> _WRITTEN EXERCISE 1_: Select each line of the rows below that contains the word "police", treating uppercase and lowercase as different.

From mboxrd@z Thu Jan  1 00:00:00 1970
Return-Path: <linux-kernel-owner@vger.kernel.org>
Received: (majordomo@vger.kernel.org) by vger.kernel.org via listexpand
	id S1754873AbcDDNJa (ORCPT <rfc822;w@1wt.eu>);
	Mon, 4 Apr 2016 09:09:30 -0400
Received: from mx2.suse.de ([195.135.220.15]:45922 "EHLO mx2.suse.de"
	rhost-flags-OK-OK-OK-OK) by vger.kernel.org with ESMTP
	id S1751495AbcDDNJ2 (ORCPT <rfc822;linux-kernel@vger.kernel.org>);
	Mon, 4 Apr 2016 09:09:28 -0400
Subject: Re: [PATCH v3 03/16] mm: add non-lru movable page support document
To: Minchan Kim <minchan@kernel.org>
References: <1459321935-3655-1-git-send-email-minchan@kernel.org>
 <1459321935-3655-4-git-send-email-minchan@kernel.org>
 <56FE87EA.60806@suse.cz> <20160404022552.GD6543@bbox>
Cc: Andrew Morton <akpm@linux-foundation.org>, linux-kernel@vger.kernel.org,
        linux-mm@kvack.org, jlayton@poochiereds.net, bfields@fieldses.org,
        Joonsoo Kim <iamjoonsoo.kim@lge.com>, koct9i@gmail.com,
        aquini@redhat.com, virtualization@lists.linux-foundation.org,
        Mel Gorman <mgorman@suse.de>, Hugh Dickins <hughd@google.com>,
        Sergey Senozhatsky <sergey.senozhatsky@gmail.com>,
        Rik van Riel <riel@redhat.com>, rknize@motorola.com,
        Gioh Kim <gi-oh.kim@profitbricks.com>,
        Sangseok Lee <sangseok.lee@lge.com>,
        Chan Gyun Jeong <chan.jeong@lge.com>,
        Al Viro <viro@ZenIV.linux.org.uk>, YiPing Xu <xuyiping@hisilicon.com>,
        Jonathan Corbet <corbet@lwn.net>
From: Vlastimil Babka <vbabka@suse.cz>
Message-ID: <57026782.3020201@suse.cz>
Date: Mon, 4 Apr 2016 15:09:22 +0200
User-Agent: Mozilla/5.0 (X11; Linux x86_64; rv:38.0) Gecko/20100101
 Thunderbird/38.7.0
MIME-Version: 1.0
In-Reply-To: <20160404022552.GD6543@bbox>
Content-Type: text/plain; charset=windows-1252; format=flowed
Content-Transfer-Encoding: 7bit
Sender: linux-kernel-owner@vger.kernel.org
List-ID: <linux-kernel.vger.kernel.org>
X-Mailing-List: linux-kernel@vger.kernel.org

On 04/04/2016 04:25 AM, Minchan Kim wrote:
>>
>> Ah, I see, so it's designed with page lock to handle the concurrent isolations etc.
>>
>> In http://marc.info/?l=linux-mm&m=143816716511904&w=2 Mel has warned
>> about doing this in general under page_lock and suggested that each
>> user handles concurrent calls to isolate_page() internally. Might be
>> more generic that way, even if all current implementers will
>> actually use the page lock.
>
> We need PG_lock for two reasons.
>
> Firstly, it guarantees page's flags operation(i.e., PG_movable, PG_isolated)
> atomicity. Another thing is for stability for page->mapping->a_ops.
>
> For example,
>
> isolate_migratepages_block
>          if (PageMovable(page))

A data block
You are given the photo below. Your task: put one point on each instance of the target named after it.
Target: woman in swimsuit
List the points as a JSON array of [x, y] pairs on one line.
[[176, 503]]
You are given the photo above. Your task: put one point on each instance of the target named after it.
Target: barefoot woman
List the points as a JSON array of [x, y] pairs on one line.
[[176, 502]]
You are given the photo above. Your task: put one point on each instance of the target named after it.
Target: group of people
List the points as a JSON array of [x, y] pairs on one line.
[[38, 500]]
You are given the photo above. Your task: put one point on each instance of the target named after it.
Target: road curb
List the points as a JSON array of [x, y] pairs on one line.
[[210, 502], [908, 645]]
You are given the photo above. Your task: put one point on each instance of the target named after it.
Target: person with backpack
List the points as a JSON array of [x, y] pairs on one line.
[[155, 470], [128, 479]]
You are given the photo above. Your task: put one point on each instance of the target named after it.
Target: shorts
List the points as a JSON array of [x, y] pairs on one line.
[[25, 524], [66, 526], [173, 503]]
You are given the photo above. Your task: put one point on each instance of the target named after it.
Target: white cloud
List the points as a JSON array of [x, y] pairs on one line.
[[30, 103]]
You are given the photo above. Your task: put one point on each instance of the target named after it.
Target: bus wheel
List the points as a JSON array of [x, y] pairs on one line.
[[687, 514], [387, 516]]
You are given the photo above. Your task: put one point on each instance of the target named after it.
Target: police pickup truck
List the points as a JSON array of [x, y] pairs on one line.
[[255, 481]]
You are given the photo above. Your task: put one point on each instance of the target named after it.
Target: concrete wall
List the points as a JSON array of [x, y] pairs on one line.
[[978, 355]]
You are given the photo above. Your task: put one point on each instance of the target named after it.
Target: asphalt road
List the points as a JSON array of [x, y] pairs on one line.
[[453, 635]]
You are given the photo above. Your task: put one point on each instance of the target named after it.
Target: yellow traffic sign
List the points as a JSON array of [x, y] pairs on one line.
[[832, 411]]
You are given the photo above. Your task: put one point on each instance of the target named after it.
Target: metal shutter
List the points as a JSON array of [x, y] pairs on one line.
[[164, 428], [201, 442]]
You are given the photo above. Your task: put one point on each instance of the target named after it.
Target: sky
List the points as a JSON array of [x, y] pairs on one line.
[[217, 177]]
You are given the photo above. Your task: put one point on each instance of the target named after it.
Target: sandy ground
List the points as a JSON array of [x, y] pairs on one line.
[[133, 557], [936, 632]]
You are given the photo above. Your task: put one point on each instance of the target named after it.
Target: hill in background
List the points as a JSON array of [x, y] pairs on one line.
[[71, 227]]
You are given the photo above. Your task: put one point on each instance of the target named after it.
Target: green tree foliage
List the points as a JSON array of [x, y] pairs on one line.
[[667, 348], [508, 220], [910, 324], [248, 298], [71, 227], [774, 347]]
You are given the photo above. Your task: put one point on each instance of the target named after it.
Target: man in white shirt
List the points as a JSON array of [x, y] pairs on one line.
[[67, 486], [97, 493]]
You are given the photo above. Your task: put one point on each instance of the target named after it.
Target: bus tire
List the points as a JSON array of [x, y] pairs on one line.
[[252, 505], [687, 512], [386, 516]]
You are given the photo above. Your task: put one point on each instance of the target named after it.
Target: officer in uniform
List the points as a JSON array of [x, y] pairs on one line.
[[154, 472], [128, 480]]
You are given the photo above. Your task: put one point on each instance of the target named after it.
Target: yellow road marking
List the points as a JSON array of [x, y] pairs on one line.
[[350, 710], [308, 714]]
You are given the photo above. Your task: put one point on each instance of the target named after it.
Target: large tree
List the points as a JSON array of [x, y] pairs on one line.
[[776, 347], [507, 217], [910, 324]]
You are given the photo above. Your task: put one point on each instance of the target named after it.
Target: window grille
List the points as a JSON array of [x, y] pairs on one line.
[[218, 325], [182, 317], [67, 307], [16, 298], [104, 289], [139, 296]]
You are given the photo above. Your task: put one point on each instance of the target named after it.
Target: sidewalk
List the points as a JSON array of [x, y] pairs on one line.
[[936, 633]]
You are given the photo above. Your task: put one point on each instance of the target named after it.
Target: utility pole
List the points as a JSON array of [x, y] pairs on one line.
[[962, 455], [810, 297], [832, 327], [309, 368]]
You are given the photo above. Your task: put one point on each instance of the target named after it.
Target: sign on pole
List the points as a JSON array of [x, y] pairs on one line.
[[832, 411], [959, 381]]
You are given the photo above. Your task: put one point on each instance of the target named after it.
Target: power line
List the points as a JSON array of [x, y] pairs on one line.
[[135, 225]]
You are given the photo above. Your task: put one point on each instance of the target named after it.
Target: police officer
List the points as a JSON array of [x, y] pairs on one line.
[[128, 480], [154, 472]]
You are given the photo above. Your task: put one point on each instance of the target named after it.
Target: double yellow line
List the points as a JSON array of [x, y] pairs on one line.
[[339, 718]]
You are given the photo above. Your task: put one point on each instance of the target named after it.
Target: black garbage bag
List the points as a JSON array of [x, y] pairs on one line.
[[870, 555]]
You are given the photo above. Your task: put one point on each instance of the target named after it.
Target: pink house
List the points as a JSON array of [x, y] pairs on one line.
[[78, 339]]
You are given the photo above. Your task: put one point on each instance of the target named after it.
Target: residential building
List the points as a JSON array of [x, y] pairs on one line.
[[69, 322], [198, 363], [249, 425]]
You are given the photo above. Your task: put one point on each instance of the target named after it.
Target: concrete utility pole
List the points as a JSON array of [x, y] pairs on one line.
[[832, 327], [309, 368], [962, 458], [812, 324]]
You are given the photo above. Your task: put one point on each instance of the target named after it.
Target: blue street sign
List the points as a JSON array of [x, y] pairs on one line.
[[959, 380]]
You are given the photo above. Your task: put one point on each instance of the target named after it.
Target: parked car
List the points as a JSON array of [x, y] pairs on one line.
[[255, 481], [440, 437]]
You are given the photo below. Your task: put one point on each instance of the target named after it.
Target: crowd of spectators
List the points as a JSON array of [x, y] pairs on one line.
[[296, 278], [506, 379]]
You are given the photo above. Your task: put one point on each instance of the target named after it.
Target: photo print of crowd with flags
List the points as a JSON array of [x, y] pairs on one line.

> _WRITTEN EXERCISE 2_: Reproduce word for word the passage of the mailing-list message between "On 04/04/2016 04:25" and "for two reasons.", inclusive.

> _SOLUTION 1_:
Target: police pickup truck
Target: police officer

> _SOLUTION 2_:
On 04/04/2016 04:25 AM, Minchan Kim wrote:
>>
>> Ah, I see, so it's designed with page lock to handle the concurrent isolations etc.
>>
>> In http://marc.info/?l=linux-mm&m=143816716511904&w=2 Mel has warned
>> about doing this in general under page_lock and suggested that each
>> user handles concurrent calls to isolate_page() internally. Might be
>> more generic that way, even if all current implementers will
>> actually use the page lock.
>
> We need PG_lock for two reasons.